Stored data entries:
==========
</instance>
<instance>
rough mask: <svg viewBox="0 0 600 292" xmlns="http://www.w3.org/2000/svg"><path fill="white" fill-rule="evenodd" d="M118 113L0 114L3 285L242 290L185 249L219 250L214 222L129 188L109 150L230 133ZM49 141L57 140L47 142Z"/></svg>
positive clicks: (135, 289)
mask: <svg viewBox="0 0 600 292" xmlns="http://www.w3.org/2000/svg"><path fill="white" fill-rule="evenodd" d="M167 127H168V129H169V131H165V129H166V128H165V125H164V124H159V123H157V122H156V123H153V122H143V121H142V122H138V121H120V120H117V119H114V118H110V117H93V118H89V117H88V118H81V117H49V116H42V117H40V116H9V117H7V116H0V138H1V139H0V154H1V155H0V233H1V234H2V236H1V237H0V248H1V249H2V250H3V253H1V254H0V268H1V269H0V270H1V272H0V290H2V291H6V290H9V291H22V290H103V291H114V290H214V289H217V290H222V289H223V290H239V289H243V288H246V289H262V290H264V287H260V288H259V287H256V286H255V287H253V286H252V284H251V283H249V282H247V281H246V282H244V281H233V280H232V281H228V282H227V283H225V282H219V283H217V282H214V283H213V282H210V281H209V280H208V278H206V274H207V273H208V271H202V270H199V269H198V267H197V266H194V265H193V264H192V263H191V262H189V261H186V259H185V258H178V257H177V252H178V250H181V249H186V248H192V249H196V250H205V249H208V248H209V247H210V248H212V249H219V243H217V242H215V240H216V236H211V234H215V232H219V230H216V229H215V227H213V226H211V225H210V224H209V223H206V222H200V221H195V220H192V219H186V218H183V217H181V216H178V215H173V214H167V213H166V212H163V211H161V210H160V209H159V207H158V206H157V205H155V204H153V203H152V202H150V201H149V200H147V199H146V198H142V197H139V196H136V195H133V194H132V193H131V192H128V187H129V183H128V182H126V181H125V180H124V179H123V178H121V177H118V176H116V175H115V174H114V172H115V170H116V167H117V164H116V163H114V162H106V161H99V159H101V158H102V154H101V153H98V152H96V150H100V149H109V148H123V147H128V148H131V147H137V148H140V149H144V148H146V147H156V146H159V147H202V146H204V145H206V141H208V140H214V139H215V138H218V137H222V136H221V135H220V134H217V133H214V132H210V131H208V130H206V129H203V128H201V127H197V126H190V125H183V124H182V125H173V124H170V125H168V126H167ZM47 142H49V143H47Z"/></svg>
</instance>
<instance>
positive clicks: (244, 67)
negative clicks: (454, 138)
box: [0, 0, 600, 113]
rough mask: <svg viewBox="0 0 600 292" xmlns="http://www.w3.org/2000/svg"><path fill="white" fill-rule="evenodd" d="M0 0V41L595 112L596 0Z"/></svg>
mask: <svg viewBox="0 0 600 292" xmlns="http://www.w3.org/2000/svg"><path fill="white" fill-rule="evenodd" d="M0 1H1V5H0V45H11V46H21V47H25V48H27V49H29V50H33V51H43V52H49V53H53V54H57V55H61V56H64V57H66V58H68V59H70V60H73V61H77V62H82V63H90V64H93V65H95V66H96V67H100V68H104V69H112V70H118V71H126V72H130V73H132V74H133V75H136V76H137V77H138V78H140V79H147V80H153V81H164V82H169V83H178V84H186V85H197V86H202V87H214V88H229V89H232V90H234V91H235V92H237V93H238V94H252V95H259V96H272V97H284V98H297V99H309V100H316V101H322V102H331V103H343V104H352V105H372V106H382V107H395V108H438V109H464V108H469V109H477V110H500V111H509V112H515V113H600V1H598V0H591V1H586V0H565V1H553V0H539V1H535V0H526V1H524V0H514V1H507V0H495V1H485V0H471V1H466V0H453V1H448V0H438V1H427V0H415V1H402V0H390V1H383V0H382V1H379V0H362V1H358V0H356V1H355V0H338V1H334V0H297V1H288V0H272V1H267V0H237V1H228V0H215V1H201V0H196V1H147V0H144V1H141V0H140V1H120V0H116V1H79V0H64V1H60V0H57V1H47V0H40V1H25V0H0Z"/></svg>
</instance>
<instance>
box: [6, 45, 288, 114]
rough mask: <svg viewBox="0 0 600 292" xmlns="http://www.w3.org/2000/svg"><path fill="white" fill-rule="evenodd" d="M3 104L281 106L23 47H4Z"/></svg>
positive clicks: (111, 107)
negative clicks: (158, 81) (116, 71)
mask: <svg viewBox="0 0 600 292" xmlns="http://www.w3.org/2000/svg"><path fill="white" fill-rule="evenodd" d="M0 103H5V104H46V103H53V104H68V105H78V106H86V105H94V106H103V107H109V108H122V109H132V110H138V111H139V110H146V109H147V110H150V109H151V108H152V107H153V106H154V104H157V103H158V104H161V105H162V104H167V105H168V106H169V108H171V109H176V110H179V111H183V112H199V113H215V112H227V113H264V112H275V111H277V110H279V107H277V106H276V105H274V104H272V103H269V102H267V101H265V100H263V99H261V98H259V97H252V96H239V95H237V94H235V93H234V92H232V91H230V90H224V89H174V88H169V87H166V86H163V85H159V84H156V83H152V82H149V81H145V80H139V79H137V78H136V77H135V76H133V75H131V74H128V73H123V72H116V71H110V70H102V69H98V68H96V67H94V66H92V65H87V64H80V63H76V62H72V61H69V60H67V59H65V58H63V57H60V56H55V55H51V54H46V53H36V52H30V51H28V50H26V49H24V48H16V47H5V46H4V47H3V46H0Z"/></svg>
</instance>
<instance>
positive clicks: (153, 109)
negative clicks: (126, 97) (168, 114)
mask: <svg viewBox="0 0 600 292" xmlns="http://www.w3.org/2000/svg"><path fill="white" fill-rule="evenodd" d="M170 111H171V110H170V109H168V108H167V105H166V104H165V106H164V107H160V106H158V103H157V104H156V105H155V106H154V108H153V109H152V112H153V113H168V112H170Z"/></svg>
==========
**Work to complete:**
The reply should consist of the records, reproduced exactly.

**Result of this task:**
</instance>
<instance>
rough mask: <svg viewBox="0 0 600 292" xmlns="http://www.w3.org/2000/svg"><path fill="white" fill-rule="evenodd" d="M118 113L0 114L3 285L242 290L185 249L219 250L214 222L129 188L109 150L230 133ZM49 141L57 140L47 142Z"/></svg>
positive clicks: (135, 289)
mask: <svg viewBox="0 0 600 292" xmlns="http://www.w3.org/2000/svg"><path fill="white" fill-rule="evenodd" d="M167 127H168V129H169V131H165V129H166V128H165V125H164V124H159V123H157V122H156V123H153V122H143V121H142V122H138V121H120V120H117V119H114V118H110V117H93V118H89V117H88V118H81V117H49V116H42V117H40V116H9V117H7V116H0V138H1V139H0V154H1V155H0V233H1V234H2V236H1V237H0V248H1V249H2V250H3V253H1V254H0V268H1V269H0V270H1V272H0V290H2V291H6V290H9V291H22V290H103V291H114V290H214V289H217V290H222V289H223V290H239V289H243V288H246V289H262V290H264V287H260V288H259V287H256V286H255V287H253V286H252V284H251V283H249V282H247V281H246V282H244V281H233V280H232V281H228V282H227V283H225V282H219V283H217V282H214V283H213V282H210V281H209V280H208V278H206V274H207V273H208V271H202V270H199V269H198V267H197V266H194V265H193V264H192V263H191V262H189V261H186V259H185V258H178V257H177V252H178V250H181V249H186V248H192V249H196V250H205V249H208V248H209V247H210V248H212V249H219V243H217V242H215V240H216V236H211V234H215V232H219V230H216V229H215V227H213V226H211V225H210V224H209V223H206V222H200V221H195V220H192V219H186V218H183V217H181V216H178V215H173V214H167V213H166V212H163V211H161V210H160V209H159V207H158V206H157V205H155V204H153V203H152V202H150V201H149V200H147V199H146V198H142V197H139V196H136V195H133V194H132V193H131V192H128V187H129V183H128V182H126V181H125V180H124V179H123V178H121V177H118V176H116V175H115V174H114V172H115V170H116V167H117V164H116V163H114V162H106V161H99V159H101V158H102V154H101V153H98V152H96V150H100V149H109V148H123V147H128V148H131V147H137V148H140V149H144V148H146V147H156V146H159V147H202V146H204V145H206V141H208V140H214V139H215V138H218V137H222V136H221V135H220V134H217V133H214V132H210V131H208V130H206V129H203V128H201V127H197V126H190V125H183V124H182V125H173V124H170V125H168V126H167ZM47 142H49V143H47Z"/></svg>
</instance>
<instance>
positive clicks: (244, 67)
negative clicks: (454, 138)
box: [0, 0, 600, 113]
rough mask: <svg viewBox="0 0 600 292" xmlns="http://www.w3.org/2000/svg"><path fill="white" fill-rule="evenodd" d="M0 0V41L595 112L596 0Z"/></svg>
mask: <svg viewBox="0 0 600 292" xmlns="http://www.w3.org/2000/svg"><path fill="white" fill-rule="evenodd" d="M0 1H1V5H0V45H11V46H21V47H25V48H27V49H29V50H33V51H43V52H49V53H53V54H57V55H61V56H64V57H66V58H68V59H70V60H73V61H77V62H82V63H90V64H93V65H95V66H96V67H100V68H104V69H112V70H118V71H126V72H130V73H132V74H133V75H136V76H137V77H138V78H140V79H147V80H153V81H164V82H169V83H178V84H186V85H197V86H202V87H214V88H229V89H232V90H234V91H235V92H237V93H238V94H252V95H259V96H272V97H284V98H297V99H309V100H316V101H322V102H331V103H343V104H352V105H372V106H382V107H395V108H438V109H464V108H469V109H477V110H500V111H509V112H515V113H600V1H598V0H591V1H586V0H565V1H553V0H539V1H535V0H526V1H524V0H514V1H507V0H495V1H485V0H471V1H466V0H453V1H448V0H438V1H427V0H415V1H402V0H390V1H383V0H382V1H379V0H362V1H358V0H356V1H355V0H338V1H334V0H297V1H288V0H272V1H267V0H237V1H228V0H215V1H201V0H196V1H147V0H144V1H141V0H140V1H120V0H116V1H79V0H64V1H60V0H57V1H47V0H40V1H25V0H0Z"/></svg>
</instance>
<instance>
box: [6, 45, 288, 114]
rough mask: <svg viewBox="0 0 600 292" xmlns="http://www.w3.org/2000/svg"><path fill="white" fill-rule="evenodd" d="M3 104L281 106L23 47H4Z"/></svg>
positive clicks: (111, 107)
negative clicks: (158, 81) (116, 71)
mask: <svg viewBox="0 0 600 292" xmlns="http://www.w3.org/2000/svg"><path fill="white" fill-rule="evenodd" d="M0 103H5V104H46V103H53V104H68V105H78V106H86V105H94V106H103V107H109V108H122V109H132V110H138V111H139V110H146V109H147V110H150V109H151V108H152V107H153V106H154V104H157V103H158V104H161V105H162V104H167V105H168V106H169V108H171V109H176V110H179V111H183V112H199V113H215V112H227V113H264V112H275V111H277V110H279V107H277V106H276V105H274V104H272V103H269V102H267V101H265V100H263V99H261V98H259V97H252V96H239V95H237V94H235V93H234V92H232V91H230V90H224V89H174V88H169V87H166V86H163V85H159V84H156V83H152V82H149V81H145V80H139V79H137V78H136V77H135V76H133V75H131V74H128V73H123V72H116V71H110V70H102V69H98V68H96V67H94V66H92V65H87V64H80V63H76V62H72V61H69V60H67V59H65V58H63V57H60V56H55V55H51V54H46V53H36V52H30V51H28V50H26V49H24V48H16V47H5V46H4V47H3V46H0Z"/></svg>
</instance>
<instance>
positive clicks: (153, 109)
negative clicks: (126, 97) (168, 114)
mask: <svg viewBox="0 0 600 292" xmlns="http://www.w3.org/2000/svg"><path fill="white" fill-rule="evenodd" d="M170 111H171V110H170V109H168V108H167V105H166V104H165V106H164V107H160V106H158V103H157V104H156V105H155V106H154V108H153V109H152V112H153V113H168V112H170Z"/></svg>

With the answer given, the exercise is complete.